What to do: The records below need to be repeated exactly, though not their pictures.

........

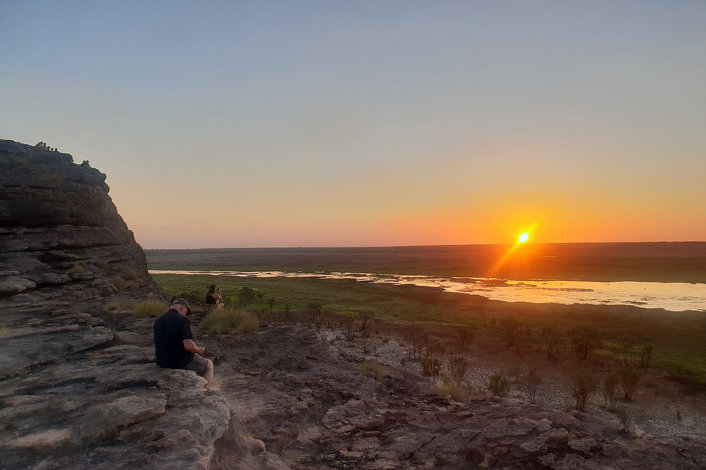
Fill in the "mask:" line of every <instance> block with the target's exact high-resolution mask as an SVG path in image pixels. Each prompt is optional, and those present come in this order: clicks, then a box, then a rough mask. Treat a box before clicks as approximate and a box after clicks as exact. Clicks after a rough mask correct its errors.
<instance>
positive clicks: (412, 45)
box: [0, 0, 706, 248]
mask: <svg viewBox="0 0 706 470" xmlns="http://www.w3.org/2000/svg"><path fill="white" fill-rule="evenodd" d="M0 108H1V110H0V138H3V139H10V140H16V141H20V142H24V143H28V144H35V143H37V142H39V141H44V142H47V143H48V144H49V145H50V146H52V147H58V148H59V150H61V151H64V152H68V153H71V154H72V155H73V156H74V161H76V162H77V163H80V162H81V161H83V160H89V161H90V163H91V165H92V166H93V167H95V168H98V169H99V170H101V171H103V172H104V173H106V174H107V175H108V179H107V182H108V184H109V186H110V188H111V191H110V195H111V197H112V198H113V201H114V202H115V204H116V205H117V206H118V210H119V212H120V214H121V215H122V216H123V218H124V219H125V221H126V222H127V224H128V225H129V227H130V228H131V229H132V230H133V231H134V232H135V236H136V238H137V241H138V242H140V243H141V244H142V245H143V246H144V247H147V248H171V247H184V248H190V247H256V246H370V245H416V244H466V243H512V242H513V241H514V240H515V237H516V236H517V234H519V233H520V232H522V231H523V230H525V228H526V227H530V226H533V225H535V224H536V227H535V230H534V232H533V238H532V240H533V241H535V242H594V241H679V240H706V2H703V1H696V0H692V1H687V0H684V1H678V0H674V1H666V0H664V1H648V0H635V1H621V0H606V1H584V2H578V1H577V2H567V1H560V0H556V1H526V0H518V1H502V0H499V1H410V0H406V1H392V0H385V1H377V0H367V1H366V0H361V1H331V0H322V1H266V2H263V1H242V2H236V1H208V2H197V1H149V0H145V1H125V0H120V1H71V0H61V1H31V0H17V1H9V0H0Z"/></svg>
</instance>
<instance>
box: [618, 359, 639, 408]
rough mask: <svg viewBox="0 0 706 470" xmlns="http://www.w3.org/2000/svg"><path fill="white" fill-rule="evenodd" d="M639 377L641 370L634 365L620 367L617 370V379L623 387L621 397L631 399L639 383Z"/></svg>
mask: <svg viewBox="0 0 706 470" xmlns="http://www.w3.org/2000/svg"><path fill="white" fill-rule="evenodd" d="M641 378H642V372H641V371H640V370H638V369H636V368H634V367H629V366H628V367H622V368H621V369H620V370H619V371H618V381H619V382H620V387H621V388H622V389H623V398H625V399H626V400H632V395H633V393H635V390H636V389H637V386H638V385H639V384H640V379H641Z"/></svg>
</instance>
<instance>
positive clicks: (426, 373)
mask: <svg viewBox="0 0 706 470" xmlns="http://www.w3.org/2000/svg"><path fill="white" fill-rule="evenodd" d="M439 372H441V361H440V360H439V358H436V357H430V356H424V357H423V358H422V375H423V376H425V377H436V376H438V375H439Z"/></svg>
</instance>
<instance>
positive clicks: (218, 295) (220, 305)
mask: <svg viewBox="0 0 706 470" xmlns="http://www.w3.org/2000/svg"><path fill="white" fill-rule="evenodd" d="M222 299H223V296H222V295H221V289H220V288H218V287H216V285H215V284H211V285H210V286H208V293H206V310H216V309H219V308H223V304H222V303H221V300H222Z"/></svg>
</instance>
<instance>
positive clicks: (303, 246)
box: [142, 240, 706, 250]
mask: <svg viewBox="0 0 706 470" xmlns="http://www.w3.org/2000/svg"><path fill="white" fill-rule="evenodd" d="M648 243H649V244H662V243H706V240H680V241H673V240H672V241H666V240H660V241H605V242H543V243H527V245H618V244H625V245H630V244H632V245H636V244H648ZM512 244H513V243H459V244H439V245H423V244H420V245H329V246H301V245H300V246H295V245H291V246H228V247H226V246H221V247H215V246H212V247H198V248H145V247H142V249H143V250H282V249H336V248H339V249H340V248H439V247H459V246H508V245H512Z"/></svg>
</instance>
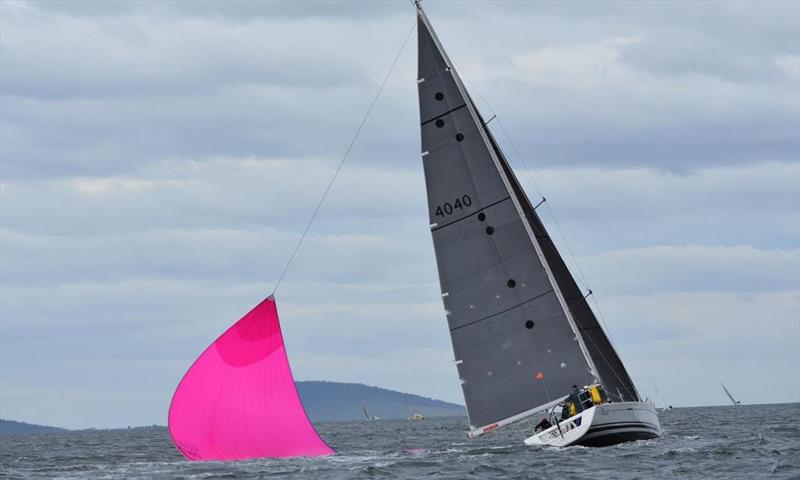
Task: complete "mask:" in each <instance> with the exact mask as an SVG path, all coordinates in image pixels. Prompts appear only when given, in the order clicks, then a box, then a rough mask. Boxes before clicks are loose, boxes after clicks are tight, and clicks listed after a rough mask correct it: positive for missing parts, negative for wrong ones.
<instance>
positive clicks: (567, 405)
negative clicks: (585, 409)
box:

........

Answer area:
Fill in the "mask:" line of every <instance> block with the target's exact high-resolution mask as an SVG path in image pixels. Each prompt is optional, and those present come in this order: clicks, then a box, then a rough mask. Treat a box before clicks as approximate and a box after clicks as exact. Clicks after a rough mask correct its errors.
<instance>
positive clicks: (412, 45)
box: [0, 0, 706, 248]
mask: <svg viewBox="0 0 706 470" xmlns="http://www.w3.org/2000/svg"><path fill="white" fill-rule="evenodd" d="M0 108H1V110H0V138H3V139H10V140H16V141H20V142H24V143H28V144H35V143H37V142H39V141H44V142H47V143H48V144H49V145H50V146H52V147H58V148H59V150H61V151H64V152H68V153H71V154H72V155H73V156H74V161H76V162H77V163H80V162H81V161H83V160H89V161H90V163H91V165H92V166H93V167H95V168H98V169H99V170H101V171H103V172H104V173H106V174H107V175H108V179H107V182H108V184H109V186H110V188H111V191H110V195H111V197H112V198H113V201H114V202H115V204H116V205H117V206H118V210H119V212H120V214H121V215H122V216H123V218H124V219H125V221H126V222H127V224H128V225H129V227H130V228H131V229H132V230H133V231H134V232H135V236H136V238H137V241H138V242H140V243H141V244H142V245H143V246H144V247H147V248H171V247H184V248H190V247H256V246H370V245H416V244H466V243H512V242H513V241H514V240H515V237H516V236H517V234H519V233H520V232H522V231H523V230H525V228H526V227H530V226H533V225H535V224H536V227H535V230H534V232H533V238H532V240H533V241H535V242H594V241H679V240H706V2H703V1H696V0H692V1H687V0H684V1H678V0H674V1H666V0H664V1H648V0H635V1H621V0H606V1H584V2H578V1H577V2H567V1H560V0H556V1H526V0H518V1H502V0H499V1H410V0H406V1H392V0H385V1H377V0H367V1H366V0H361V1H331V0H322V1H266V2H263V1H242V2H236V1H208V2H197V1H149V0H145V1H125V0H120V1H71V0H61V1H31V0H17V1H9V0H0Z"/></svg>
</instance>
<instance>
box: [618, 359, 639, 408]
rough mask: <svg viewBox="0 0 706 470" xmlns="http://www.w3.org/2000/svg"><path fill="white" fill-rule="evenodd" d="M639 377L641 370L634 365L620 367L617 370V379L623 387L621 397L631 399L639 383Z"/></svg>
mask: <svg viewBox="0 0 706 470" xmlns="http://www.w3.org/2000/svg"><path fill="white" fill-rule="evenodd" d="M641 378H642V372H641V371H640V370H638V369H636V368H634V367H629V366H628V367H622V368H621V369H620V370H619V371H618V381H619V382H620V387H621V388H622V389H623V398H625V399H626V400H632V395H633V393H635V390H636V389H637V386H638V385H639V384H640V379H641Z"/></svg>
</instance>
<instance>
positive clicks: (426, 373)
mask: <svg viewBox="0 0 706 470" xmlns="http://www.w3.org/2000/svg"><path fill="white" fill-rule="evenodd" d="M439 372H441V361H440V360H439V358H436V357H430V356H424V357H423V358H422V375H423V376H425V377H436V376H438V375H439Z"/></svg>
</instance>
<instance>
positive clicks: (218, 295) (220, 305)
mask: <svg viewBox="0 0 706 470" xmlns="http://www.w3.org/2000/svg"><path fill="white" fill-rule="evenodd" d="M222 299H223V296H222V295H221V289H220V288H218V287H216V285H215V284H211V285H210V286H208V293H206V310H216V309H219V308H223V304H222V303H221V300H222Z"/></svg>
</instance>
<instance>
positive clicks: (303, 246)
box: [142, 240, 706, 250]
mask: <svg viewBox="0 0 706 470" xmlns="http://www.w3.org/2000/svg"><path fill="white" fill-rule="evenodd" d="M648 243H649V244H662V243H706V240H680V241H673V240H672V241H666V240H660V241H605V242H543V243H527V245H618V244H625V245H630V244H632V245H636V244H648ZM512 244H513V243H459V244H439V245H423V244H420V245H329V246H301V245H300V246H295V245H291V246H228V247H226V246H221V247H215V246H212V247H198V248H145V247H142V249H143V250H282V249H336V248H339V249H340V248H439V247H459V246H508V245H512Z"/></svg>
</instance>
Task: complete "mask:" in each <instance> with the exact mask as an SVG path, all coordinates in image pixels. Prompts appear only when given, in the order clicks, then a box, then a rough mask. Boxes before clicks are loose, boxes after clicks are tight, and clicks listed after a rough mask correct it: positive for missing parts, negative for wrong ones.
<instance>
positive clicks: (567, 405)
negative clicks: (585, 409)
box:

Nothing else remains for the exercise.